▶ **TASK LIST**
1. Quote the stretch of the Steven Wilson concert review from "Article By Jez" through "But I digress..." word for word.
2. Write the next part of the Steven Wilson concert review, picking up after its last sentence.

▶ **TEXT FOR ANALYSIS**
---

Concert Review Archive


Steven Wilson

Monday, 4th March 2013
Royal Festival Hall, London, the UK

Article By Jez Rowden

How does Wilson do it? What do people find so engaging in his music that they don't appear to get in other music from the same ballpark? A packed house gathered in the plush setting of the RFH to worship at the altar of Steven Wilson and along with a number of usual suspects and familiar faces from the great prog not-so-massive, seemingly millions of young people and those who looked like they wouldn't attend a show like this if their very lives depended upon it turned out. Remarkable; I suspect that there's a thesis in all this for someone. Why do most gigs from the "unorthodox" end of the spectrum struggle to draw in more than three men and a dog for much more reasonably priced tickets while so many fall over themselves to get a seat for Steven Wilson? But I digress...

On this occasion rather than gnashing my teeth at the lack of interest there was enthusiasm in abundance tonight, the hush of the audience during the quiet bits and the lack of a forest of held aloft 'phones testament to the mesmeric quality of the show that Steven and his band put on. In light of this and the fact that I also wanted to enjoy the evening rather than just struggle to keep Nick Beggs flailing hair in focus, I didn't attempt to take any pics to go with this review (Gold Star from Steven Wilson in the post I hope).

This band, for a band this most certainly now is rather than the super-skilled collective of hired talent I witnessed at Shepherd's Bush 18 months or so ago, has the aura of a settled group all over it. The only change in lineup is Guthrie Govan (Aristocrats and ex-Asia) covering the guitar and I for one am glad he got the gig as he adds so much more than his shredder reputation suggests. He can play thousands of notes in the blinking of an eye if Steven Wilson requires it but is not a one trick pony and his playing throughout was suitable, tasteful and bang on the money for me; his extraordinary solo at the end of Drive Home being a case in point, his sole contribution that could be categorised as stunt guitar coming during the encore, but more of that later.

As for the rest of the band, they were spread across the nice and big RFH stage with plenty of space to present the music in just the way it required. The back line consisted of the human octopus drummer [add superlative here] Marco Minnemann, jazz keyboardist of phenomenal touch Adam Holzman and Mr. Class and Quality Theo Travis whose sax, clarinet and flute adds to any setting in which he is asked to play. Prog bass God Nick Beggs played a blinder forward and to the right of Minnemann with Govan in front and between Holzman and Travis, the centre stage reserved for the man himself, the guy without whom we wouldn't be here tonight, the hardest working man in prog, Hemel Hempstead's favourite son (no doubt soon to be immortalized in more than life-sized bronze outside the town hall), etc. Steven Wilson, looking as he always does, barefooted, lank of hair and bespectacled. Wilson led from the front in fine voice and with slabs of guitar supporting Govan's more dextrous lead lines. Beggs appeared to be supplying the backing vocals alone but you couldn't help but get the impression that the harmonies were synthetically augmented. Great use of technology whatever was happening and it didn't spoil my enjoyment anyway.

---

▶ **EXCERPTED RECORDS**
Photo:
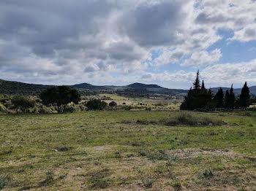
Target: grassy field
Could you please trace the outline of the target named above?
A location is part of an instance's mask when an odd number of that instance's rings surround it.
[[[194,114],[225,124],[157,122],[180,112],[1,115],[0,189],[256,190],[256,113]]]

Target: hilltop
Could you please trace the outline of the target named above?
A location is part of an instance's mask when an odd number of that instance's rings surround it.
[[[2,94],[23,94],[37,96],[44,89],[53,85],[29,84],[19,82],[12,82],[0,79],[0,93]],[[169,89],[157,85],[146,85],[142,83],[133,83],[124,86],[114,85],[93,85],[88,83],[81,83],[69,85],[71,88],[78,89],[82,95],[97,94],[99,93],[117,93],[127,96],[184,96],[187,90]],[[211,90],[216,93],[219,87],[213,87]],[[256,86],[250,87],[252,94],[256,95]],[[225,92],[228,87],[222,87]],[[241,88],[235,88],[236,95],[241,93]]]

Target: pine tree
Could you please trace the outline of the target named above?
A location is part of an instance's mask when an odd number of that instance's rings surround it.
[[[193,83],[193,85],[194,85],[194,89],[196,90],[200,90],[201,87],[201,85],[200,85],[200,79],[199,79],[199,70],[197,70],[197,78],[195,79],[195,81]]]
[[[202,82],[201,91],[203,93],[206,93],[206,89],[205,87],[205,83],[204,83],[203,80]]]
[[[210,93],[210,94],[212,94],[212,90],[211,89],[211,87],[210,87],[209,90],[208,91],[208,93]]]
[[[246,108],[249,106],[250,96],[249,90],[247,86],[247,82],[246,82],[242,90],[241,91],[239,106],[242,108]]]
[[[230,96],[229,96],[229,104],[228,104],[228,107],[229,108],[232,108],[233,109],[234,106],[235,106],[235,93],[234,93],[234,89],[233,88],[233,85],[231,85],[231,88],[230,90]]]
[[[217,93],[214,96],[217,101],[216,107],[221,108],[224,106],[224,93],[222,87],[219,87]]]
[[[228,108],[230,105],[230,92],[228,90],[226,91],[226,94],[225,96],[225,106]]]
[[[181,110],[194,110],[196,109],[202,109],[203,110],[211,109],[214,108],[211,103],[212,98],[213,94],[211,90],[207,91],[203,81],[202,82],[202,86],[200,85],[199,71],[197,71],[196,79],[193,83],[193,88],[190,87],[180,109]]]

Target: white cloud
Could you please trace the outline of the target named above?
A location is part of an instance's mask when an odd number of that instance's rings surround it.
[[[222,56],[220,49],[215,49],[208,52],[207,51],[198,51],[192,53],[190,58],[186,60],[181,66],[199,66],[216,63]]]
[[[234,36],[229,40],[249,42],[256,40],[256,23],[246,26],[239,31],[236,31]]]
[[[188,58],[181,66],[208,69],[222,57],[219,48],[206,51],[222,39],[219,29],[233,31],[230,40],[256,39],[256,1],[251,0],[2,0],[0,4],[0,72],[9,79],[54,83],[94,77],[97,82],[118,83],[124,81],[110,77],[111,73],[135,77],[140,72],[148,77],[145,80],[184,81],[188,76],[182,68],[175,74],[149,75],[147,63],[154,67]],[[154,62],[152,50],[162,52]]]

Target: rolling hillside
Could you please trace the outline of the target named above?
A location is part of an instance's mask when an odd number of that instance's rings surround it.
[[[23,95],[39,95],[42,90],[50,87],[50,85],[27,84],[18,82],[11,82],[0,79],[0,93],[2,94],[23,94]],[[91,95],[99,93],[117,93],[127,96],[141,96],[148,95],[185,95],[187,90],[168,89],[157,85],[145,85],[134,83],[127,86],[97,86],[88,83],[82,83],[69,86],[71,88],[78,89],[82,95]],[[219,87],[211,88],[216,93]],[[227,87],[222,87],[223,91],[228,90]],[[234,89],[236,95],[241,93],[241,88]],[[250,87],[252,94],[256,95],[256,86]]]

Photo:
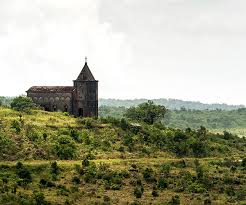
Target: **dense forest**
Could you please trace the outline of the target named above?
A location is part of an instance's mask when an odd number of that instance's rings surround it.
[[[126,113],[126,107],[101,106],[101,117],[111,116],[122,118]],[[246,109],[237,110],[168,110],[163,118],[164,125],[173,128],[185,129],[187,127],[197,129],[204,126],[214,131],[228,130],[233,133],[246,136]]]
[[[167,127],[151,101],[121,119],[23,97],[11,107],[0,106],[0,204],[246,203],[245,137]]]
[[[138,104],[147,102],[147,99],[135,99],[135,100],[117,100],[117,99],[100,99],[99,106],[109,106],[109,107],[132,107]],[[183,101],[177,99],[154,99],[152,100],[158,105],[164,105],[170,110],[180,110],[181,108],[191,109],[191,110],[235,110],[239,108],[245,108],[244,105],[227,105],[227,104],[204,104],[201,102],[194,101]]]
[[[3,105],[10,105],[13,97],[1,97],[0,103]],[[147,102],[147,99],[136,99],[136,100],[117,100],[117,99],[99,99],[99,107],[126,107],[137,106],[140,103]],[[158,105],[164,105],[169,110],[180,110],[182,108],[191,109],[191,110],[235,110],[239,108],[245,108],[244,105],[227,105],[227,104],[204,104],[194,101],[183,101],[177,99],[154,99],[154,103]]]

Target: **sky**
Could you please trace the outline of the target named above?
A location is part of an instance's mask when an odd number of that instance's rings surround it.
[[[1,0],[0,96],[71,85],[99,97],[246,105],[245,0]]]

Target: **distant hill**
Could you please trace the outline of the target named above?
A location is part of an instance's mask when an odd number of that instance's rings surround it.
[[[131,107],[140,103],[146,102],[148,99],[134,99],[134,100],[118,100],[118,99],[100,99],[99,106],[110,107]],[[245,108],[244,105],[227,105],[227,104],[204,104],[194,101],[183,101],[177,99],[153,99],[156,104],[164,105],[170,110],[180,110],[181,108],[191,110],[237,110],[239,108]]]

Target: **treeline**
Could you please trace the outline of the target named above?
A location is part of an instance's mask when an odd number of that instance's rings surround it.
[[[99,106],[109,107],[132,107],[138,104],[147,102],[147,99],[134,99],[134,100],[117,100],[117,99],[100,99]],[[170,110],[180,110],[182,108],[191,110],[235,110],[239,108],[245,108],[244,105],[227,105],[227,104],[204,104],[194,101],[183,101],[177,99],[154,99],[152,100],[157,105],[163,105]]]
[[[99,107],[101,117],[111,116],[122,118],[126,113],[125,107]],[[163,118],[166,126],[185,129],[198,129],[205,126],[208,129],[246,128],[246,109],[237,110],[168,110]]]

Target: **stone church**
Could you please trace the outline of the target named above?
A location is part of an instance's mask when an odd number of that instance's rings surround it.
[[[98,116],[98,81],[87,60],[73,86],[33,86],[26,92],[46,111],[68,112],[77,117]]]

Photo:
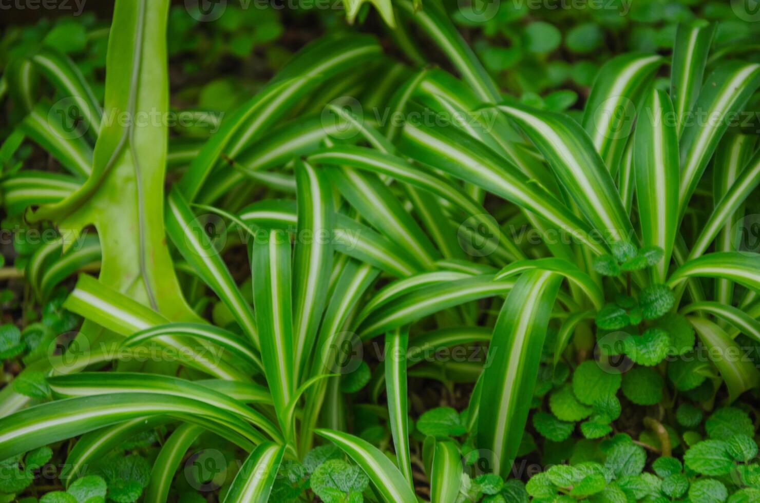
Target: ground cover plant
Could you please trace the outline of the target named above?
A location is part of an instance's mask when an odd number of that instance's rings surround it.
[[[0,500],[760,501],[752,2],[169,4],[2,39]]]

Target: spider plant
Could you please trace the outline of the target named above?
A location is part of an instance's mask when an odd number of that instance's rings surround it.
[[[711,59],[713,25],[679,27],[670,69],[656,54],[610,60],[576,122],[502,96],[440,6],[401,0],[397,14],[454,73],[405,68],[378,91],[372,76],[397,62],[378,41],[325,36],[182,157],[163,121],[106,120],[168,110],[168,3],[116,2],[102,105],[52,49],[4,75],[24,115],[17,134],[64,171],[24,169],[0,183],[8,211],[59,233],[26,277],[43,300],[83,266],[100,267],[63,305],[84,319],[76,337],[17,378],[53,399],[0,391],[0,459],[78,437],[70,486],[76,467],[168,424],[147,501],[166,501],[207,431],[248,453],[225,501],[267,501],[281,467],[320,443],[358,465],[370,498],[450,502],[467,492],[473,455],[510,476],[540,371],[580,368],[595,349],[608,364],[616,354],[597,340],[620,337],[627,358],[658,375],[705,347],[700,372],[725,385],[727,403],[756,392],[754,362],[725,356],[743,338],[760,343],[760,256],[736,246],[760,157],[755,134],[729,128],[760,86],[760,65]],[[668,74],[669,89],[653,85]],[[28,84],[37,78],[52,92]],[[363,116],[344,106],[348,94]],[[407,120],[375,123],[372,106]],[[462,120],[425,119],[444,116]],[[188,160],[167,174],[175,156]],[[253,187],[264,188],[254,197]],[[208,222],[226,226],[228,248],[245,250],[249,282]],[[92,229],[97,240],[83,240]],[[226,324],[200,314],[204,291]],[[385,451],[352,431],[353,399],[341,391],[354,353],[373,343],[383,351],[369,407],[387,420]],[[473,343],[489,344],[487,359],[416,359]],[[129,361],[147,347],[182,358]],[[475,384],[465,441],[413,435],[417,377]]]

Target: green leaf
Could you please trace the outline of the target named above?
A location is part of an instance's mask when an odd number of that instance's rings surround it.
[[[678,25],[670,71],[670,96],[679,135],[686,126],[683,119],[691,112],[699,95],[715,26],[701,19]]]
[[[363,492],[369,484],[358,467],[340,460],[321,464],[312,474],[310,482],[312,490],[325,503],[353,501],[354,494]]]
[[[412,478],[409,451],[409,406],[407,402],[408,348],[408,327],[397,328],[385,335],[385,390],[388,396],[388,422],[393,436],[397,465],[413,491],[414,481]],[[422,420],[422,417],[420,419]]]
[[[214,242],[226,239],[226,228],[221,222],[204,222],[193,214],[177,188],[169,195],[166,210],[166,233],[185,260],[204,282],[226,305],[240,327],[258,350],[258,333],[251,306],[243,298],[225,265]],[[209,236],[209,233],[214,236]]]
[[[644,100],[634,138],[641,241],[650,250],[658,247],[665,258],[655,268],[657,281],[665,280],[678,224],[680,162],[677,124],[670,120],[673,114],[667,93],[653,90]]]
[[[494,473],[503,477],[517,454],[527,422],[533,384],[561,278],[540,270],[524,273],[507,296],[494,327],[488,354],[492,363],[483,372],[477,442],[480,448],[493,453],[489,461]]]
[[[555,442],[567,440],[575,428],[575,423],[560,421],[545,412],[537,412],[533,415],[533,425],[541,436]]]
[[[290,240],[272,229],[257,238],[252,250],[254,305],[261,344],[267,384],[283,432],[292,430],[286,410],[295,391],[293,338],[291,310]]]
[[[456,444],[448,441],[436,442],[430,474],[431,503],[456,500],[461,475],[462,463]]]
[[[618,265],[617,259],[606,253],[594,257],[592,265],[594,270],[603,276],[619,276],[620,274],[620,266]]]
[[[433,437],[456,437],[467,432],[459,413],[451,407],[436,407],[426,411],[416,422],[420,432]]]
[[[628,312],[616,304],[606,304],[594,318],[602,330],[619,330],[631,324]]]
[[[553,24],[535,21],[525,27],[525,49],[534,54],[551,52],[559,46],[562,33]]]
[[[174,473],[179,468],[188,449],[202,432],[203,429],[201,426],[185,423],[178,426],[171,436],[163,442],[150,472],[150,482],[145,489],[145,503],[159,503],[166,501],[169,497]],[[81,480],[82,479],[71,484],[69,488],[70,492],[71,488]]]
[[[622,376],[622,394],[638,405],[654,405],[662,400],[663,384],[654,369],[634,367]]]
[[[663,478],[660,489],[670,498],[680,498],[689,490],[689,479],[682,473],[673,473]]]
[[[612,426],[607,422],[609,421],[597,422],[594,418],[591,421],[584,421],[581,423],[581,432],[587,438],[601,438],[613,431]]]
[[[755,425],[749,415],[736,407],[722,407],[705,422],[705,429],[711,438],[726,440],[736,435],[755,436]]]
[[[16,325],[0,325],[0,360],[10,359],[24,353],[26,344],[21,341],[21,331]]]
[[[735,435],[726,441],[728,452],[737,461],[749,463],[758,454],[758,444],[752,437],[746,435]]]
[[[296,163],[295,169],[299,236],[329,236],[334,227],[334,212],[325,173],[302,161]],[[318,237],[296,241],[293,266],[296,383],[308,377],[302,374],[309,361],[309,349],[314,346],[327,304],[327,296],[321,292],[330,281],[332,242]]]
[[[701,479],[689,488],[689,499],[692,503],[720,503],[728,498],[728,489],[714,479]]]
[[[725,118],[742,110],[760,85],[760,65],[739,61],[719,64],[705,79],[694,104],[695,110],[716,121],[692,120],[680,140],[682,163],[679,190],[679,216],[682,216],[718,141],[729,122]]]
[[[272,438],[278,441],[282,440],[280,431],[261,413],[211,389],[211,386],[196,386],[192,381],[179,378],[136,372],[79,372],[48,378],[48,382],[56,395],[65,397],[154,393],[192,398],[231,413],[250,422]],[[258,435],[256,438],[264,438]]]
[[[525,131],[582,214],[610,244],[632,235],[612,176],[580,125],[555,112],[519,106],[499,109]]]
[[[52,450],[49,447],[41,447],[27,453],[24,458],[24,467],[27,470],[37,470],[50,460],[52,457]]]
[[[614,396],[622,378],[620,374],[604,372],[594,361],[582,362],[572,376],[572,389],[578,401],[586,405]]]
[[[604,490],[607,481],[600,473],[587,475],[580,482],[573,486],[570,490],[572,496],[590,496]]]
[[[559,487],[571,487],[580,476],[575,468],[566,464],[551,467],[546,473],[549,481]]]
[[[727,475],[733,468],[729,449],[722,440],[704,440],[686,451],[683,462],[687,468],[702,475]]]
[[[97,475],[86,475],[77,479],[66,492],[78,501],[87,501],[93,498],[106,498],[106,481]]]
[[[52,491],[43,495],[40,503],[77,503],[77,498],[63,491]]]
[[[579,54],[596,50],[604,42],[604,32],[596,23],[584,23],[573,27],[565,37],[565,46]]]
[[[748,487],[731,495],[728,498],[728,503],[752,503],[758,498],[760,498],[760,489]]]
[[[347,433],[324,429],[316,433],[334,442],[362,467],[385,503],[416,503],[404,476],[377,448]]]
[[[306,455],[303,457],[303,467],[306,470],[307,473],[312,473],[317,469],[317,467],[328,460],[342,458],[343,453],[337,446],[333,444],[320,445],[306,453]]]
[[[732,357],[732,355],[742,353],[736,341],[709,320],[694,316],[687,319],[694,326],[702,343],[710,348],[708,356],[720,372],[728,388],[730,400],[736,400],[746,390],[757,386],[760,382],[760,372],[752,362],[746,359]]]
[[[676,420],[682,426],[694,428],[702,422],[702,411],[688,402],[681,403],[676,410]]]
[[[615,395],[598,400],[594,403],[594,412],[597,415],[606,416],[610,419],[610,422],[614,421],[620,417],[622,410],[620,407],[620,400]]]
[[[163,213],[167,126],[162,121],[136,125],[138,116],[160,115],[169,108],[168,11],[165,0],[116,2],[112,24],[119,29],[109,36],[103,105],[129,120],[104,122],[87,181],[26,218],[52,220],[67,240],[65,250],[94,225],[103,250],[100,277],[108,286],[172,321],[197,321],[182,297],[158,217]],[[145,46],[150,50],[141,50]]]
[[[652,366],[663,361],[671,348],[667,332],[650,328],[641,335],[631,334],[623,340],[625,354],[635,363]]]
[[[344,374],[340,378],[340,391],[344,393],[356,393],[366,386],[370,378],[372,372],[369,365],[362,360],[356,370]]]
[[[580,421],[588,417],[591,407],[581,403],[572,392],[572,385],[567,384],[553,391],[549,397],[549,408],[562,421]]]
[[[647,454],[644,448],[631,442],[616,444],[607,451],[604,467],[620,478],[638,475],[644,470]]]
[[[709,372],[709,363],[700,361],[695,353],[686,353],[669,362],[667,377],[676,389],[688,391],[701,384]]]
[[[694,327],[681,315],[667,314],[655,322],[654,327],[664,331],[670,337],[669,355],[680,356],[691,351],[694,347],[696,339]]]
[[[650,285],[644,287],[638,297],[641,315],[645,320],[660,318],[673,307],[676,296],[666,285]]]
[[[142,489],[136,480],[112,480],[108,486],[108,497],[116,503],[134,503],[142,494]]]
[[[254,449],[235,476],[224,503],[268,501],[284,451],[283,446],[273,442]]]
[[[50,398],[50,387],[45,380],[43,372],[24,372],[13,381],[13,388],[17,393],[36,398],[47,400]]]
[[[530,477],[525,485],[527,493],[534,498],[553,498],[556,494],[556,487],[549,479],[546,472],[536,473]]]
[[[613,175],[617,174],[644,92],[663,62],[657,55],[630,52],[615,56],[600,69],[591,62],[580,62],[573,68],[576,81],[596,75],[584,107],[582,125]]]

---

▶ **RESPONSES FOR EACH TASK**
1.
Article By Jez Rowden

How does Wilson do it? What do people find so engaging in his music that they don't appear to get in other music from the same ballpark? A packed house gathered in the plush setting of the RFH to worship at the altar of Steven Wilson and along with a number of usual suspects and familiar faces from the great prog not-so-massive, seemingly millions of young people and those who looked like they wouldn't attend a show like this if their very lives depended upon it turned out. Remarkable; I suspect that there's a thesis in all this for someone. Why do most gigs from the "unorthodox" end of the spectrum struggle to draw in more than three men and a dog for much more reasonably priced tickets while so many fall over themselves to get a seat for Steven Wilson? But I digress...

2.
The presentation involved a huge screen behind the band upon which before the show the moon image of the latest album, The Raven That Refused To Sing (And Other Stories) came and went behind rolling clouds, faces appearing on it, varying and evolving, accompanied by suitably ethereal soundscapes, culminating with the album cover image as the show started. This was a much more engaging prelude than that of the 2011 show which just didn't do enough and became tedious after half an hour. Also noticeable, the gauze across the front of the stage was not present to start with, only making a brief appearance during a couple of numbers later in the set. This was a good move as it allowed the band to interact with the audience from the start, the barrier being more acceptable when it finally appeared. In 2011 it stayed in place for far too long from the start and in my mind led to a distancing of band from audience. Not so tonight, the atmosphere was warm and supportive from the start, expectation almost crackling through the air.

Bang on 8pm the house lights dimmed and the band, led by Minnemman, drifted onto the stage in darkness, his staccato beats to opener Luminol, the kick-ass first track from The Raven... jumpstarting the evening, Beggs bass immediately marked out as a thing of wonder. As expected the band was drilled to perfection but with a space and fluidity to the playing that made it so much more intense than just another clinical reading of the boss's tunes. Right from the start the set opened out into an enthralling performance of some quite wonderful pieces, every one of the players worthy of your full attention.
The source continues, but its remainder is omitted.